_Exercise instructions_: Print the lines of the entries below word for word, starting at the line that contains "Task: detect black armband" and ending with the line that contains "[210,0,492,490]", both included.

(Items from a dataset)

## Begin

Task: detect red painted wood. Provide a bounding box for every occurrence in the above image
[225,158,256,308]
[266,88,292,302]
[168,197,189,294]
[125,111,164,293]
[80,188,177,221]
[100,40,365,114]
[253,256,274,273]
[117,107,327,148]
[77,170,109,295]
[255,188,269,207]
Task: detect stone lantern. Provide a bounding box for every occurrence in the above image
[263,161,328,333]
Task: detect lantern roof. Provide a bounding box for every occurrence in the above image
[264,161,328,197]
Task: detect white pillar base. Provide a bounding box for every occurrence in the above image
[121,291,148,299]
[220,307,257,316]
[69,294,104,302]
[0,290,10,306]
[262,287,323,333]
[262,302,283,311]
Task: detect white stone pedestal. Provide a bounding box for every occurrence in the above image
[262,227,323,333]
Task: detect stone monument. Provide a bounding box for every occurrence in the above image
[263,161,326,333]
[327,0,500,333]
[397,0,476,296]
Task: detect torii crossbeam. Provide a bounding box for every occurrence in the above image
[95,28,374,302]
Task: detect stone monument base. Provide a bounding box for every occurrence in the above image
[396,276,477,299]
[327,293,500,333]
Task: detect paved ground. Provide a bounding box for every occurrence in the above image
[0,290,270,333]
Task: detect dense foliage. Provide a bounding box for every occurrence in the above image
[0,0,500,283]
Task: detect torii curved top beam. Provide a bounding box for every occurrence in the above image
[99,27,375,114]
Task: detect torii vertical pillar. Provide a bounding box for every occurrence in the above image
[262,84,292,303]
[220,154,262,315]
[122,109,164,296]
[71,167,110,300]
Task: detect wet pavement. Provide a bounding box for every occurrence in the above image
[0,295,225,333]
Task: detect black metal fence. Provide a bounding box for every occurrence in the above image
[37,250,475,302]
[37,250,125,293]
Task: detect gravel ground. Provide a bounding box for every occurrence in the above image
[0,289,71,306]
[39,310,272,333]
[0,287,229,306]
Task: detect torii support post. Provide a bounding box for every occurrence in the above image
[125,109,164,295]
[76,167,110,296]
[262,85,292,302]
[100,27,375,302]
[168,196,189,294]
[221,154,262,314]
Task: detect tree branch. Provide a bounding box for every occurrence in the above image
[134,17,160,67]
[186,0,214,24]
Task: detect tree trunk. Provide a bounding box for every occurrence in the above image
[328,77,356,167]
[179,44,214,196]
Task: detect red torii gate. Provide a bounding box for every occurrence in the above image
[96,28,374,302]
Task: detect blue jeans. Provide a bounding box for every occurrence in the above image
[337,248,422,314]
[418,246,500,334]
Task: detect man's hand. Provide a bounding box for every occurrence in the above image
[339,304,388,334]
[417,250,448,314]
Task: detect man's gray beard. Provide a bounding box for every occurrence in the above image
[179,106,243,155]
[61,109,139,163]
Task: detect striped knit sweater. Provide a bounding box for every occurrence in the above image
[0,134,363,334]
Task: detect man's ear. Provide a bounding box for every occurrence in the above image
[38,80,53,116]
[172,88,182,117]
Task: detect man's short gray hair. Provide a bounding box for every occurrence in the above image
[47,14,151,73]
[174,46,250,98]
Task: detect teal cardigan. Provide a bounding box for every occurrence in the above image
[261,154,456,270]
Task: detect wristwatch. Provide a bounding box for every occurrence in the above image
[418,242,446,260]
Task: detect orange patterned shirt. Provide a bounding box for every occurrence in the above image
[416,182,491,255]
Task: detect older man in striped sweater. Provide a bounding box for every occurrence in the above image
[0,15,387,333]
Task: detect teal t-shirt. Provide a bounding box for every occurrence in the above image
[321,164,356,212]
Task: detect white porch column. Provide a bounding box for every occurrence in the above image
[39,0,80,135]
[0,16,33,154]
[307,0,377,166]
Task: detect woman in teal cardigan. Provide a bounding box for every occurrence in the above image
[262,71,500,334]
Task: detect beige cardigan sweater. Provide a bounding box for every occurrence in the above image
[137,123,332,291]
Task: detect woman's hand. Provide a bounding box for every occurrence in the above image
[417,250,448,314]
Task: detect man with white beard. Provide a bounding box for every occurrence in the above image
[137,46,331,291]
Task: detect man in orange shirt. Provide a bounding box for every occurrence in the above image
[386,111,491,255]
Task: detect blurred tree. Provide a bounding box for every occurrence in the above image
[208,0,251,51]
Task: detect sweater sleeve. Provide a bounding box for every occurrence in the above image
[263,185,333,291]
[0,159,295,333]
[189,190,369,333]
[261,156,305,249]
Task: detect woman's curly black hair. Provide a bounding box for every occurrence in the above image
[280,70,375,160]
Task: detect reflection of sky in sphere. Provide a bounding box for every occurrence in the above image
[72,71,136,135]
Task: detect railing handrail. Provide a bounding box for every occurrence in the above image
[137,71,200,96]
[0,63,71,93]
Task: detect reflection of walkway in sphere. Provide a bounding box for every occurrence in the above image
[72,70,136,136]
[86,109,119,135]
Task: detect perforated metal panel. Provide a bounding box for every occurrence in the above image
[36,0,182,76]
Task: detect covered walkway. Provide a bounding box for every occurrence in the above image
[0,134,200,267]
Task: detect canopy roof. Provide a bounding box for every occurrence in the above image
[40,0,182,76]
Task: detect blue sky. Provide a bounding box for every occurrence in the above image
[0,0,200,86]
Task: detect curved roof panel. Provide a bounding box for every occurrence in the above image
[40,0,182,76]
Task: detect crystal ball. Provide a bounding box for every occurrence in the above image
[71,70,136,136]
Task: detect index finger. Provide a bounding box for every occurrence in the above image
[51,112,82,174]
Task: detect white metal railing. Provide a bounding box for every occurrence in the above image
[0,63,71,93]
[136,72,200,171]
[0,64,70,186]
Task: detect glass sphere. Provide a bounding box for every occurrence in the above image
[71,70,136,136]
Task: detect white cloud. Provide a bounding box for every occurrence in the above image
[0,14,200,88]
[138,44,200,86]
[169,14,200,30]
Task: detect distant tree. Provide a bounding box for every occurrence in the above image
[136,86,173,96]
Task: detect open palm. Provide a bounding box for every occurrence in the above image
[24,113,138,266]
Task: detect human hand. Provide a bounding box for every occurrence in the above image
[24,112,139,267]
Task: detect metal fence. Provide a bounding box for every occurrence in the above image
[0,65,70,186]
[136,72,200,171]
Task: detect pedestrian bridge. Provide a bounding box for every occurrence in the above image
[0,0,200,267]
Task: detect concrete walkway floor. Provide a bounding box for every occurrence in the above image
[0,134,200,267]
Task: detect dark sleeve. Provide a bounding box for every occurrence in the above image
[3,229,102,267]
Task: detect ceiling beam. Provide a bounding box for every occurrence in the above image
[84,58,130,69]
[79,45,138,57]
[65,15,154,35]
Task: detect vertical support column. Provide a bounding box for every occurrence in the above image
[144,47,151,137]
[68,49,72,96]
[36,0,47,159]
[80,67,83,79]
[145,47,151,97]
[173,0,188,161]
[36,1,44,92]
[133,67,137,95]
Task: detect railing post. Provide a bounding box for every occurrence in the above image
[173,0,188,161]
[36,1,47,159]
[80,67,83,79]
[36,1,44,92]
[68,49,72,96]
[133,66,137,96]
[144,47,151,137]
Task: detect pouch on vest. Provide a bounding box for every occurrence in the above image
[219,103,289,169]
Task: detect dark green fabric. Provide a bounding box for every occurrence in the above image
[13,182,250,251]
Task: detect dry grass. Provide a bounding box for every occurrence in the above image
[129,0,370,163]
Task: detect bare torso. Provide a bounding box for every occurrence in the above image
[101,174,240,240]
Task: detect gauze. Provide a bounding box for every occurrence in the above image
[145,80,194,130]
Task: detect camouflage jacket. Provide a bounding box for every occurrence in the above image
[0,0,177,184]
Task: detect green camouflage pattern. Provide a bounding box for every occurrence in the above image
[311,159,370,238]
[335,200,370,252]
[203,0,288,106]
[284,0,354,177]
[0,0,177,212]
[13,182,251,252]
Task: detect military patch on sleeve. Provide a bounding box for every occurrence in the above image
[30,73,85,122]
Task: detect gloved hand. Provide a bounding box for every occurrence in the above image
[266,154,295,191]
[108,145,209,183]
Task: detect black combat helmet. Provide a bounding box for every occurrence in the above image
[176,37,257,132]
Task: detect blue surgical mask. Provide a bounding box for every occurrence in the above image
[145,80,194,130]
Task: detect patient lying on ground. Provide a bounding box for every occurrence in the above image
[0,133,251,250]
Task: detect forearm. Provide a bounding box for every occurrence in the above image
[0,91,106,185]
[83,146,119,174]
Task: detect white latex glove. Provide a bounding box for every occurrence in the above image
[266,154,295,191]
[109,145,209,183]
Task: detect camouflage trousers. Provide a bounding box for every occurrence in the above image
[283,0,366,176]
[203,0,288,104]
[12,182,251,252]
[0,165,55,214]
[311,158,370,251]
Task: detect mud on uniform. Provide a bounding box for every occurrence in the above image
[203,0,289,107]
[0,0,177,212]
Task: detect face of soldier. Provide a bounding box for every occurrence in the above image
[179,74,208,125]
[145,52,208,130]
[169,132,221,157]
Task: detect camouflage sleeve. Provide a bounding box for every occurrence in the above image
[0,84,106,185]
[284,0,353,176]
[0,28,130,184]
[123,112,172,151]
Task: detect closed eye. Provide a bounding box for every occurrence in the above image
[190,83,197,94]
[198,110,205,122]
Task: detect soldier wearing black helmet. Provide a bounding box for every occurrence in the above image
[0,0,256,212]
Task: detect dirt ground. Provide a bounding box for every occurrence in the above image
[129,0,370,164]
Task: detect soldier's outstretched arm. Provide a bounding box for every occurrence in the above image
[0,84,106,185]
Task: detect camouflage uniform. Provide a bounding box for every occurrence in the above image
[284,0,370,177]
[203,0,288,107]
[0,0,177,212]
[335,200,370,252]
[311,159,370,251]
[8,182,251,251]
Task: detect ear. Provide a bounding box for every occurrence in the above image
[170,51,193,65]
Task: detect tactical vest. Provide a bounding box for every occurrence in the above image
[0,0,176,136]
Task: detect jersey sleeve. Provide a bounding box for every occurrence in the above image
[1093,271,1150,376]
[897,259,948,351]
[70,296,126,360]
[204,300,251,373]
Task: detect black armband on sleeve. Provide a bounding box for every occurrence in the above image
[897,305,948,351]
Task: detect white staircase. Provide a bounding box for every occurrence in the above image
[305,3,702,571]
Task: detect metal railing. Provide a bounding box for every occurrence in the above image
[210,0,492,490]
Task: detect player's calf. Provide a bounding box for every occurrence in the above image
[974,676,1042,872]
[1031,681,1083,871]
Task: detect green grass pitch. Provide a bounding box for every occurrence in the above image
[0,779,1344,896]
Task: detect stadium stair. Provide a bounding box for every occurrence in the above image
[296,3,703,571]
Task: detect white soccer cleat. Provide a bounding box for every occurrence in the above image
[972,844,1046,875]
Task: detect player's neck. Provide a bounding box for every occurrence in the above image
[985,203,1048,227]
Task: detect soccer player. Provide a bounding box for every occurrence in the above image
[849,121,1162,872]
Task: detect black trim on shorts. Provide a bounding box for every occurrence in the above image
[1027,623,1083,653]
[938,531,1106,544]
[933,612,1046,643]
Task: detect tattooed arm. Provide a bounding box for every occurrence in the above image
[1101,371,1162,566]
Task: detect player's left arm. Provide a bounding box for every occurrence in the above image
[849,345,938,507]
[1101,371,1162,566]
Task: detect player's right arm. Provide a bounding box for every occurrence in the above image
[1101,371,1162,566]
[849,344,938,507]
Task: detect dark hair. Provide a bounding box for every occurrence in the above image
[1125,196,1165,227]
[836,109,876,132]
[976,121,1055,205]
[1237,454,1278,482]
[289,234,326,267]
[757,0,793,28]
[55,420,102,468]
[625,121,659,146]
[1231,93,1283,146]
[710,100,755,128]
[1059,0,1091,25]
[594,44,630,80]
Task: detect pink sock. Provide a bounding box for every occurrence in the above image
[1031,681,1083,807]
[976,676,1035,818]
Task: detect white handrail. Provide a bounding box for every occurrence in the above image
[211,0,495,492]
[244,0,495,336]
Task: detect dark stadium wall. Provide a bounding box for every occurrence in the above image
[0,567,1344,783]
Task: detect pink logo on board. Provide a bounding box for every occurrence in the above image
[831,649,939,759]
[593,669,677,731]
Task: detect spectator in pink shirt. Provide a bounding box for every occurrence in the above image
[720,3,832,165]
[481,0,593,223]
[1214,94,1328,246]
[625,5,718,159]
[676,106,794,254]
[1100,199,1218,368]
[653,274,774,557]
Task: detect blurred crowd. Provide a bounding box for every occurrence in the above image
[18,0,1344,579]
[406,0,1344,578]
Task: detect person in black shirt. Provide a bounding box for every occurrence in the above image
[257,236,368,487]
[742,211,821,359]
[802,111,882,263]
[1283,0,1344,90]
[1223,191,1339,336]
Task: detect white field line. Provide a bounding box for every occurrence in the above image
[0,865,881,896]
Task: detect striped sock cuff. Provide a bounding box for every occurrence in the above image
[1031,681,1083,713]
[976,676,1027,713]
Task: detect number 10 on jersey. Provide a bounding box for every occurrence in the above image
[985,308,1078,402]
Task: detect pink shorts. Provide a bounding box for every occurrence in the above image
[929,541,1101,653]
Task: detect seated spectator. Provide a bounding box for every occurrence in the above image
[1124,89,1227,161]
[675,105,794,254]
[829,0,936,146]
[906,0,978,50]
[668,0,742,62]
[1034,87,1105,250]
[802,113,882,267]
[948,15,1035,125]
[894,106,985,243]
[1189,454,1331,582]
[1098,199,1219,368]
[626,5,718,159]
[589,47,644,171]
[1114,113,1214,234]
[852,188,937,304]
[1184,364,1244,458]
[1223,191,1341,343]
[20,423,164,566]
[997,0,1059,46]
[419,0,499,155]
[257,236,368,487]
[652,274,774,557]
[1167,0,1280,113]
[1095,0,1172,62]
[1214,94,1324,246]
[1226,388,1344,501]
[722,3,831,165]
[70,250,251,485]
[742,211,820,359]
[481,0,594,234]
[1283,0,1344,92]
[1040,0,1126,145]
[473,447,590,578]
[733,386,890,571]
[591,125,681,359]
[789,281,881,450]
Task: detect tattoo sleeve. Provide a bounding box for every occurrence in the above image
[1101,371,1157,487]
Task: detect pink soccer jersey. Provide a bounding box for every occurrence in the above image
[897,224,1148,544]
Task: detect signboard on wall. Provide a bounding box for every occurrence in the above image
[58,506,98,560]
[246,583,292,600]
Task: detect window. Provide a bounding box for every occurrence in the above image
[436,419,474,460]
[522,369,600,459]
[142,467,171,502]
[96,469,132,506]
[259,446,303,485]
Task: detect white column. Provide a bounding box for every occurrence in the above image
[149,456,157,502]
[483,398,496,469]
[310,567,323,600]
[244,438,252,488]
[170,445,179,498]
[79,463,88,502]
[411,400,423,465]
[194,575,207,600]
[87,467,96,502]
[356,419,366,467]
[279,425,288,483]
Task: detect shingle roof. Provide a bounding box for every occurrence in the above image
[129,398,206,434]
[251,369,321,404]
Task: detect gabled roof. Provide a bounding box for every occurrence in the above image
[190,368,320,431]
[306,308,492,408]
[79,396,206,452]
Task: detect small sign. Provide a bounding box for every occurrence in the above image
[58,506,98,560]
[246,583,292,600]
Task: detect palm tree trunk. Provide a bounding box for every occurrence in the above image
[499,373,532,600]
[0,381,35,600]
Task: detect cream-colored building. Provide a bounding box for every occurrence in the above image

## End

_The solution_:
Task: detect black armband on sleeve. Provide a bounding box for every occurrence in the above image
[897,305,948,351]
Task: detect white staircase. Provide a bounding box for every occurrence in the above image
[305,3,702,571]
Task: detect metal railing. Provide a bounding box for every occurrence in the above image
[210,0,492,490]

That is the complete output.